PASSAGE PROVIDED:
+===+

Despite such misgivings within its own party as well as the wider public, the government held firm in its pragmatism. In the House of Lords on 7 June, the foreign office minister Lord Chalfont stated that as long as the colonels upheld their promise to return to constitutional government, "public condemnation would do more harm than good" – a stance backed the following week by the prime minister Harold Wilson.
Government approval needed
So the Beatles were making plans to buy an island in Greece at the same time that British ministers were uncomfortably trying to justify their stance towards the country’s regime. The group also needed the UK government’s consent for any purchase to go ahead. There were strict controls on currency exchange at the time, and any British person wanting to buy property abroad needed official permission to buy a special currency known as ‘property dollars’ to do so.
The £120,000 that the group needed for the island was higher than most requests, and officials were concerned that approving this amount would risk freezing up the property dollars market. Documents in the National Archives show that the request was discussed in detail by officials, including at the highest levels of the Treasury. It was eventually referred to a senior government minister – John Diamond, chief secretary to the Treasury – who approved the application on 13 August.

+===+

DATASET EXTRACT:
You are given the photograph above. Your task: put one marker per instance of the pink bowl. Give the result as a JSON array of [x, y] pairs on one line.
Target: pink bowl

+===+

TO DO: Copy out the passage above on the Beatles' plan to buy a Greek island, word for word and in full.

OUTPUT:
Despite such misgivings within its own party as well as the wider public, the government held firm in its pragmatism. In the House of Lords on 7 June, the foreign office minister Lord Chalfont stated that as long as the colonels upheld their promise to return to constitutional government, "public condemnation would do more harm than good" – a stance backed the following week by the prime minister Harold Wilson.
Government approval needed
So the Beatles were making plans to buy an island in Greece at the same time that British ministers were uncomfortably trying to justify their stance towards the country’s regime. The group also needed the UK government’s consent for any purchase to go ahead. There were strict controls on currency exchange at the time, and any British person wanting to buy property abroad needed official permission to buy a special currency known as ‘property dollars’ to do so.
The £120,000 that the group needed for the island was higher than most requests, and officials were concerned that approving this amount would risk freezing up the property dollars market. Documents in the National Archives show that the request was discussed in detail by officials, including at the highest levels of the Treasury. It was eventually referred to a senior government minister – John Diamond, chief secretary to the Treasury – who approved the application on 13 August.